___ Provided text ___
Satisfiability (SAT)

  • Given a predicate \(P(x_1, x_2, \ldots x_n)\) on \(n\) boolean variables \(x_1, x_2, \ldots x_n\)
  • Determine if there exists an assignment of \(x_1, x_2, \ldots, x_n\) that \(P\) evaluates to true
  • (x1 or x2 or x3) and (x1 or not x2) and (x2 and not x3) and (x3 and not x1) and (not x1 or not x2 or not x3)
    • by brute force: No. All \(2^n\) possibilities were checked
  • Possible solutions:
    • First:
      • Input: A predicate \(P(x_1,\ldots, x_n)\)
      • Output: True if satisfiable, false otherwise
      • For each Truth assignment T
        • if \(\mathrm{apply} P, T\)
          • output True
      • Output False
      • \(O(2^n)\)
    • Second: Backtracking, pruning, think trees

Lecture 3: Knapsack, Hamiltonian Path and Backtracking

  • Backtracking requires recursion
  • SAT traversal, w/ backtracking: SAT(P, \(\overrightarrow{t}\))
    • Input: A Predicate \((x_1, \ldots, x_n\)), a partial truth assignment \(\overrightarrow{t} = t_1, \ldots, t_k\)
    • Output: True if P is satisfiable, false otherwise
    • If \(k = n\)
      • Return \(P(\overrightarrow{t})\)
    • Else
      • \(t_{k + 1} \gets 0\)
      • If SAT(P, \(\overrightarrow{t}\))
___ Data for analysis ___
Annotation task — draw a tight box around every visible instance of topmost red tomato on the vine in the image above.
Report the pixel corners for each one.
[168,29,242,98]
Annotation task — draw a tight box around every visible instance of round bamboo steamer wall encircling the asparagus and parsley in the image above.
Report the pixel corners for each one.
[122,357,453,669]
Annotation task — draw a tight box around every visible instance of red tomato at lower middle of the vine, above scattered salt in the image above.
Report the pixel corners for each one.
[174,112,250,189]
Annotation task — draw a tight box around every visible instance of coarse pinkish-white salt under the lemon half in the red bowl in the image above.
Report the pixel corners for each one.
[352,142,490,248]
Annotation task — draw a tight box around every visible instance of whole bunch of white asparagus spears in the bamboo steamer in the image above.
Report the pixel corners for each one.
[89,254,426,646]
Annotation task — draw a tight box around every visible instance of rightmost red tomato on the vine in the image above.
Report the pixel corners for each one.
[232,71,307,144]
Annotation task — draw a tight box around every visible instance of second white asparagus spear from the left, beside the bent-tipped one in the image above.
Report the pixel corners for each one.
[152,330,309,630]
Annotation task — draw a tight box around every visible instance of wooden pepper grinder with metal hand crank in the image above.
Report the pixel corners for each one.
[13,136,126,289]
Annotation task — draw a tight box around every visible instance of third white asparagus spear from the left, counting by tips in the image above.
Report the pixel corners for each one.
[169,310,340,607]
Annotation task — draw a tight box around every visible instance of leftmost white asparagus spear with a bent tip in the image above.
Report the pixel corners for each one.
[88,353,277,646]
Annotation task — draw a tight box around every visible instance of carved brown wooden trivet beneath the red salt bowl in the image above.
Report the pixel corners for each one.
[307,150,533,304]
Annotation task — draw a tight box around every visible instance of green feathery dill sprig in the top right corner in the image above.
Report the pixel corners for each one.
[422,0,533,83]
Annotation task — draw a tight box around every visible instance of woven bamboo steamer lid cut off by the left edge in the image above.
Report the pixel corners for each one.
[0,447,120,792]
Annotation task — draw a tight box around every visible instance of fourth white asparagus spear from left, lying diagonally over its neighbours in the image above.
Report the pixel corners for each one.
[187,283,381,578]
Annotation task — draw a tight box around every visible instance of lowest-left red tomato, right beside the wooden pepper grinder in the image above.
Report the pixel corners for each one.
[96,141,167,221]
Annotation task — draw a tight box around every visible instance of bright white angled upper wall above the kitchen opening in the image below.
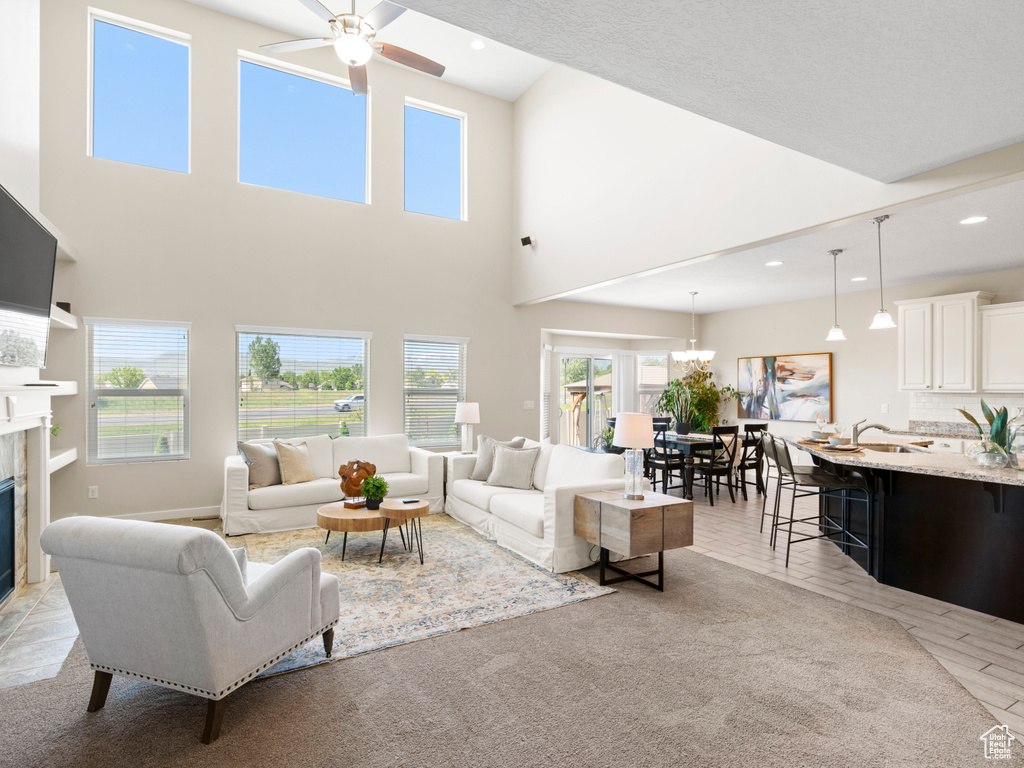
___
According to the satisfiability notes, what does backtracking require? The rows come from a different source than the satisfiability notes.

**Output below:**
Backtracking requires recursion.